■ Task details
Transcribe every line of the material below verbatim, without any alteration.

** start Working data **

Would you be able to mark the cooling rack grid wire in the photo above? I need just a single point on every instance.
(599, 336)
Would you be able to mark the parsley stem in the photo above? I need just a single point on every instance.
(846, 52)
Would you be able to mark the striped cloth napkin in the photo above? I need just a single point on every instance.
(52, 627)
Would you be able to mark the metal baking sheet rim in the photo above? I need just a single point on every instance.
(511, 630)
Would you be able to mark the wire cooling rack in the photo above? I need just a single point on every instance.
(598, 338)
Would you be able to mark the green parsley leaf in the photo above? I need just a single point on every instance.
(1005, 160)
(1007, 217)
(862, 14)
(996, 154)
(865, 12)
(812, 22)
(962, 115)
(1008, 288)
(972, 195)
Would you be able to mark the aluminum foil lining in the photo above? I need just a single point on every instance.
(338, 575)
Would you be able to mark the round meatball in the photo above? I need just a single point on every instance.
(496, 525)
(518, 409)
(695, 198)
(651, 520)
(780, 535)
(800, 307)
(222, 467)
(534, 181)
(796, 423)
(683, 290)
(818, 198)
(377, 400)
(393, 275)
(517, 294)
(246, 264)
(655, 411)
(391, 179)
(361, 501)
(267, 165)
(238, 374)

** end Working data **

■ Full output
Would you be able to mark the cooling rack grid wire in the photo above? I need just a single point on every instance.
(599, 336)
Would you be able to mark the parsley stem in the photo above? I need just a single point on every instance.
(846, 52)
Would you be able to mark the striped cloth napkin in the photo above? I need just a single point on every instance.
(52, 627)
Would you be able to mark the metal baking sheet rim in the photo above? I need just a single point on every instance.
(511, 630)
Would you be able to mark the wire cooling rack in the photo above? I need just a single point on every instance.
(598, 338)
Would you be able to mark the green parsley leaf in the photo above? I need just a single point on every instance.
(1005, 160)
(1007, 217)
(862, 14)
(996, 154)
(865, 12)
(812, 22)
(962, 115)
(1008, 288)
(972, 195)
Would you be able to mark the aluminum foil lining in the photo above? I need just a single point on every instance.
(338, 575)
Would you be able to mark the round meatball in the photo above? I need just a single point on every instance.
(496, 525)
(518, 409)
(695, 198)
(651, 520)
(780, 535)
(800, 307)
(222, 467)
(534, 181)
(796, 423)
(683, 290)
(818, 198)
(377, 400)
(393, 275)
(517, 294)
(246, 264)
(655, 411)
(391, 179)
(361, 501)
(267, 165)
(238, 374)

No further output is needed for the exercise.